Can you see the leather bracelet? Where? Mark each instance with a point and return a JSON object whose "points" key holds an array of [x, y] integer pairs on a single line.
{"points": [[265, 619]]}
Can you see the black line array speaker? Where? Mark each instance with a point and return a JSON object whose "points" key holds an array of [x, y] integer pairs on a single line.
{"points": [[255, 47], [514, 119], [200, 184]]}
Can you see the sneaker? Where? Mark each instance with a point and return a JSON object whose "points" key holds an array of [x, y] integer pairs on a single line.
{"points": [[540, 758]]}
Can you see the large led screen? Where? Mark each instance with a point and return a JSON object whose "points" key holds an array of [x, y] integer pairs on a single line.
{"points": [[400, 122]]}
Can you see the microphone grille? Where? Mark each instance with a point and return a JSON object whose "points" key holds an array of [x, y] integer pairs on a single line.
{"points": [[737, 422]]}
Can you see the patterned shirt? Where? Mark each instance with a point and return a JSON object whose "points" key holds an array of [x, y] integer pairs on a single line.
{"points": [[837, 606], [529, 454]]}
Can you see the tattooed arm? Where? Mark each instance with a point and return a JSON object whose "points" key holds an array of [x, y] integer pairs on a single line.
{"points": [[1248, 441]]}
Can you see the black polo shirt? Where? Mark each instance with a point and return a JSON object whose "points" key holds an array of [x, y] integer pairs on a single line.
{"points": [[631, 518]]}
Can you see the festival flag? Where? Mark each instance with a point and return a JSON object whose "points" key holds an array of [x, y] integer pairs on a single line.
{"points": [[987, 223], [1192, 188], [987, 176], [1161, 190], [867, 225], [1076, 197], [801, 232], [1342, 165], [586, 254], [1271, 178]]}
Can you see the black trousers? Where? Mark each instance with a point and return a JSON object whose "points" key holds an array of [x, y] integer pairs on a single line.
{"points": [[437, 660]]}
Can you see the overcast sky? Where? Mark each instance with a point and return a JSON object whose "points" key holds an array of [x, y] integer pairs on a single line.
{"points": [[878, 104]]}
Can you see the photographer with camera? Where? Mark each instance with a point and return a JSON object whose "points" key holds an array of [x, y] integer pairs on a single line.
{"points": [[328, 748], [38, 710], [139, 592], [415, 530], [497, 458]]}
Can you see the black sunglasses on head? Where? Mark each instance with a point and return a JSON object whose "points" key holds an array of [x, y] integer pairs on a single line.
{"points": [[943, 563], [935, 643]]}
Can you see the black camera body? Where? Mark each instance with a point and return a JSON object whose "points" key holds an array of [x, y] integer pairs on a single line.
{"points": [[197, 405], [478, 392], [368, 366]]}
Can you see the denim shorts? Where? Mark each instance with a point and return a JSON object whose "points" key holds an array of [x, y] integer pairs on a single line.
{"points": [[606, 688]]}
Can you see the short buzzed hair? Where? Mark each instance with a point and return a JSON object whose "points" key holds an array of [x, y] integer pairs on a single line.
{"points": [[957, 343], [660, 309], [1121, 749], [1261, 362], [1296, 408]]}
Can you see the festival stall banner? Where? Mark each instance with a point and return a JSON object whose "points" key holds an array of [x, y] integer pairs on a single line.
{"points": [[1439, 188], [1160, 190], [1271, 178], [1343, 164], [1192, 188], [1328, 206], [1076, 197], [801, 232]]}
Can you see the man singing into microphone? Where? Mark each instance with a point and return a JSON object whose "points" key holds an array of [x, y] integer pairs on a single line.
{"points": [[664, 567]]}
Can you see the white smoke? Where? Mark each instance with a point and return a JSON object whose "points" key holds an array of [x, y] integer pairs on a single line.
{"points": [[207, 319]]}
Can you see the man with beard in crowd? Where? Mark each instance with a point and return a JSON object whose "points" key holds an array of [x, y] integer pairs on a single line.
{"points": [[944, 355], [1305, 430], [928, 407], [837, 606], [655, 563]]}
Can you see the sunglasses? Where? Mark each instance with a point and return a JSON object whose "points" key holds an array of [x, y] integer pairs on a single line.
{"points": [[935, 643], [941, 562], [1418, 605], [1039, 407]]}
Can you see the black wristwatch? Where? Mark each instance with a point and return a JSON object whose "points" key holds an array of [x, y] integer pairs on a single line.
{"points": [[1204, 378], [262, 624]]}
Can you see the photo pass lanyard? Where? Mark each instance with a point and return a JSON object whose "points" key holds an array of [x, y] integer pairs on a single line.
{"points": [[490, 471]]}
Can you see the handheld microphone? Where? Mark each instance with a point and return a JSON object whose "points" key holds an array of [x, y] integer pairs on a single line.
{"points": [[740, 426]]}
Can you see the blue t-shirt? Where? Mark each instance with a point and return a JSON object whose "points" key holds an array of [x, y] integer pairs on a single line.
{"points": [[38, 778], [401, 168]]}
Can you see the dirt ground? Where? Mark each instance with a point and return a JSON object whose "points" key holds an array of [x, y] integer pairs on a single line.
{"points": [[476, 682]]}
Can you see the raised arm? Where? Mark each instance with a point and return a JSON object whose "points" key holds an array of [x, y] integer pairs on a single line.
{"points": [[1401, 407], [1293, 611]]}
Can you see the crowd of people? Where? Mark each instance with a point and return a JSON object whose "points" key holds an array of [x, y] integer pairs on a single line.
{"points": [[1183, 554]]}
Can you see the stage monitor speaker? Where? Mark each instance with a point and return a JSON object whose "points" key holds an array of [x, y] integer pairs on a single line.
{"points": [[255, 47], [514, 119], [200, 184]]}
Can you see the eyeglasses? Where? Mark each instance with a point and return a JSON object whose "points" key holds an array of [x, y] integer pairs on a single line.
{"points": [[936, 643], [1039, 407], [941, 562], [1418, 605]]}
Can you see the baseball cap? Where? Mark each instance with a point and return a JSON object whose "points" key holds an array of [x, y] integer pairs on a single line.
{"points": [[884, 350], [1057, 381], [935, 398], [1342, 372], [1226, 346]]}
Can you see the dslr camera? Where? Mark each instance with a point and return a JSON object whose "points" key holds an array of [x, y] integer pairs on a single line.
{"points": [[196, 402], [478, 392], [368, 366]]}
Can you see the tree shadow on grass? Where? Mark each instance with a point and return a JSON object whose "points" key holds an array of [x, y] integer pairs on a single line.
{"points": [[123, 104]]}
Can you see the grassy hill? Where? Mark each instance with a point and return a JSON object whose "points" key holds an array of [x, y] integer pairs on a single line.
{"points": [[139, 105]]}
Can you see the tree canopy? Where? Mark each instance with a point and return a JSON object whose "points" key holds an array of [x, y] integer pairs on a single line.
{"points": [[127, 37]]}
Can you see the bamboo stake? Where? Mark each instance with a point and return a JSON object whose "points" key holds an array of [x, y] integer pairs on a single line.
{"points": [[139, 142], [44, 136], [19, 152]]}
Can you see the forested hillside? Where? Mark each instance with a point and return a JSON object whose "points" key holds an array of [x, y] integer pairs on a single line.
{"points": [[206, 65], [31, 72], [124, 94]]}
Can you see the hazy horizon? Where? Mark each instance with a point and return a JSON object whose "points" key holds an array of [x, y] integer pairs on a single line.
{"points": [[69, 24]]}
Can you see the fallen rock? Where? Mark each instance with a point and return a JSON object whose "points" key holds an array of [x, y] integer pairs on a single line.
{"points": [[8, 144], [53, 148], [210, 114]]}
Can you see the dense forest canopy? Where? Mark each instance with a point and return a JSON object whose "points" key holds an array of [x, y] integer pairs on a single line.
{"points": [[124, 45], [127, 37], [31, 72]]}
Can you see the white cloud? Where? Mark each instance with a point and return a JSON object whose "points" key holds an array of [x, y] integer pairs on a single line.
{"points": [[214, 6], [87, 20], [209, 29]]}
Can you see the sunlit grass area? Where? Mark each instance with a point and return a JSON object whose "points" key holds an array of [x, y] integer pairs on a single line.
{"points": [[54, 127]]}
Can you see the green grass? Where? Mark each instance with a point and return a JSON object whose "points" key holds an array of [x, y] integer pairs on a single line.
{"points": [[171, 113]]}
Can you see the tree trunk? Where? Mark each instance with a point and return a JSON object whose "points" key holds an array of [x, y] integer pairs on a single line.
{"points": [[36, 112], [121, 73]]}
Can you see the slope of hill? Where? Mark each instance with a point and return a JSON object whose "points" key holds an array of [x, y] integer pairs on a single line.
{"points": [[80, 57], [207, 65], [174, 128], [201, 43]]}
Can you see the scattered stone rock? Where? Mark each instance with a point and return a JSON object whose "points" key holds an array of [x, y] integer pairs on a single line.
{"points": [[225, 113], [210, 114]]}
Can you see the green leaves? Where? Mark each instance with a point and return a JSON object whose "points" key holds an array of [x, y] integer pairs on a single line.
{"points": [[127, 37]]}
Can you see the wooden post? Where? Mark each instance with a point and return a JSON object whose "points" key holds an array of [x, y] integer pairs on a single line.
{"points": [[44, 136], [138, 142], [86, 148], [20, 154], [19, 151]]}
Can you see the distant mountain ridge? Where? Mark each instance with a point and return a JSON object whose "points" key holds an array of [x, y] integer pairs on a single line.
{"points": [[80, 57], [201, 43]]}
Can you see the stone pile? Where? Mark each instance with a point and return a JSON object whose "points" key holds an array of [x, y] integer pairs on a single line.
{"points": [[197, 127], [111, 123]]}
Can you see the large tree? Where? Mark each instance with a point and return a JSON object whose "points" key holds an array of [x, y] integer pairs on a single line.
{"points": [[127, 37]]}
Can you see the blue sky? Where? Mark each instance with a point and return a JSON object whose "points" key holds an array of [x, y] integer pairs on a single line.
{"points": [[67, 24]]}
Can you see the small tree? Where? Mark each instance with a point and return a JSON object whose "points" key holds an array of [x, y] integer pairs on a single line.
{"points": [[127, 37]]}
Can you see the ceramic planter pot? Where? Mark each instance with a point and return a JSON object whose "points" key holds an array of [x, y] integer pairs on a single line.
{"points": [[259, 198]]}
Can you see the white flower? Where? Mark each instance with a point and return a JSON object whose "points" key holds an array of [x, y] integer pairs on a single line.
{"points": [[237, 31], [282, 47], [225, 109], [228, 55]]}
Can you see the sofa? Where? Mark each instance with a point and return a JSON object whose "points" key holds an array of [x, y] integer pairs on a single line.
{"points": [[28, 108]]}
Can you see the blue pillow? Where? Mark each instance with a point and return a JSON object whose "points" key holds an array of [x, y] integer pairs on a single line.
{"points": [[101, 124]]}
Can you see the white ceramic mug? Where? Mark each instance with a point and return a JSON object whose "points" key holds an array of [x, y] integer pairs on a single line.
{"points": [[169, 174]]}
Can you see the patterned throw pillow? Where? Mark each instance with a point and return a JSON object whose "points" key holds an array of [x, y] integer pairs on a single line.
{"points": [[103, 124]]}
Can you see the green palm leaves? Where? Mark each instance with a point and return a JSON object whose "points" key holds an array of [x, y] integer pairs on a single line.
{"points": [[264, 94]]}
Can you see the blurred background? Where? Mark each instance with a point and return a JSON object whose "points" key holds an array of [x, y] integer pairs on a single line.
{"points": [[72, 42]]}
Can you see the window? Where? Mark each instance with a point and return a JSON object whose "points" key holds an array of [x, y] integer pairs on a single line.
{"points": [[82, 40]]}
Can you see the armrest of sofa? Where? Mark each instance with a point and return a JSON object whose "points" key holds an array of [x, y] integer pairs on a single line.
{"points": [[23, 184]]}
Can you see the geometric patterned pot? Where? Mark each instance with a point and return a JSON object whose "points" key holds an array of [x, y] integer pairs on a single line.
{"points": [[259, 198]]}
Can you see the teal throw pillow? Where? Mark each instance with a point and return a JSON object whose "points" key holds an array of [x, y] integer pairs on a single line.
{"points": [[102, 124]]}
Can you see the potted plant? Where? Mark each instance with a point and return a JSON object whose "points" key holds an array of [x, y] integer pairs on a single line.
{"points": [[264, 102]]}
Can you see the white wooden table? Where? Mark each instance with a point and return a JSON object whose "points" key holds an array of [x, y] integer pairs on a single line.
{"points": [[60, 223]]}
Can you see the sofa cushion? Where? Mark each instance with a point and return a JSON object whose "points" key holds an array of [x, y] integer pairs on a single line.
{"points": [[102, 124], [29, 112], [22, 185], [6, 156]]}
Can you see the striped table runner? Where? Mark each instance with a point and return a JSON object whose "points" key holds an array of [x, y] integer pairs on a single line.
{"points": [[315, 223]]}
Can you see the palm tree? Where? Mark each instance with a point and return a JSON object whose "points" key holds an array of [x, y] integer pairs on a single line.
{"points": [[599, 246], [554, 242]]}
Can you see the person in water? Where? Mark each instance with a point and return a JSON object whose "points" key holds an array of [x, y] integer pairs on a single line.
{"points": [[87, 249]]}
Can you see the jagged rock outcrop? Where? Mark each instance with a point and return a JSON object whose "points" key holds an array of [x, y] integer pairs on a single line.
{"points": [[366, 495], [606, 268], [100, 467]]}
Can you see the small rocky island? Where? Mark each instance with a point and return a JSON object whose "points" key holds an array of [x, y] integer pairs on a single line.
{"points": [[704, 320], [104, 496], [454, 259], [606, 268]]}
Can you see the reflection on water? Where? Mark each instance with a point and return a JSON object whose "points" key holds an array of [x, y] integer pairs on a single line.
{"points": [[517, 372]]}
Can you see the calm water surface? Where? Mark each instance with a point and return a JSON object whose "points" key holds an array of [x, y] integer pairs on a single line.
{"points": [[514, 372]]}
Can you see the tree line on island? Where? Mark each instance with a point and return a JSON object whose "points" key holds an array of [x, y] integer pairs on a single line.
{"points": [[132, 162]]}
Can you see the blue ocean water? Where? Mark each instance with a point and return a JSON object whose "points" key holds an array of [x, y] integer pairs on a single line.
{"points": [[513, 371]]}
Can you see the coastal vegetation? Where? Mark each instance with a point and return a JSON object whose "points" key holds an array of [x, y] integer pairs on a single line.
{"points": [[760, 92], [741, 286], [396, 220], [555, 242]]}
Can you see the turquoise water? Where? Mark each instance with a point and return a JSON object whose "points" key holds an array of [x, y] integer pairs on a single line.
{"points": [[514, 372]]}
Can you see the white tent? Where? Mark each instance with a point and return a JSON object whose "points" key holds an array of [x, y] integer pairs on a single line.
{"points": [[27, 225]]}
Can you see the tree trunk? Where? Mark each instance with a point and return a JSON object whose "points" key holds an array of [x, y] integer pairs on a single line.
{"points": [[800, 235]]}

#### PROBLEM DETAILS
Only the lines from the one that contains "Can you see the turquoise" to the end of the entries above should be given again, exactly and in full.

#### RESPONSE TO THIS TASK
Can you see the turquoise water? Where? Mark each instance with a point and return a JSON object whose "points" key holds an array of [x, y] integer pairs on a single line.
{"points": [[514, 372]]}
Can you see the white tent? Where? Mark each instance with a point and return a JSON object whose "points" key holds an array of [x, y] integer pairs on a single line.
{"points": [[27, 225]]}
Can you see the tree trunk? Where? Mark each instance with a point and return a JSON object whose "points" key holds an array of [x, y] integer pairs on a single line.
{"points": [[800, 235]]}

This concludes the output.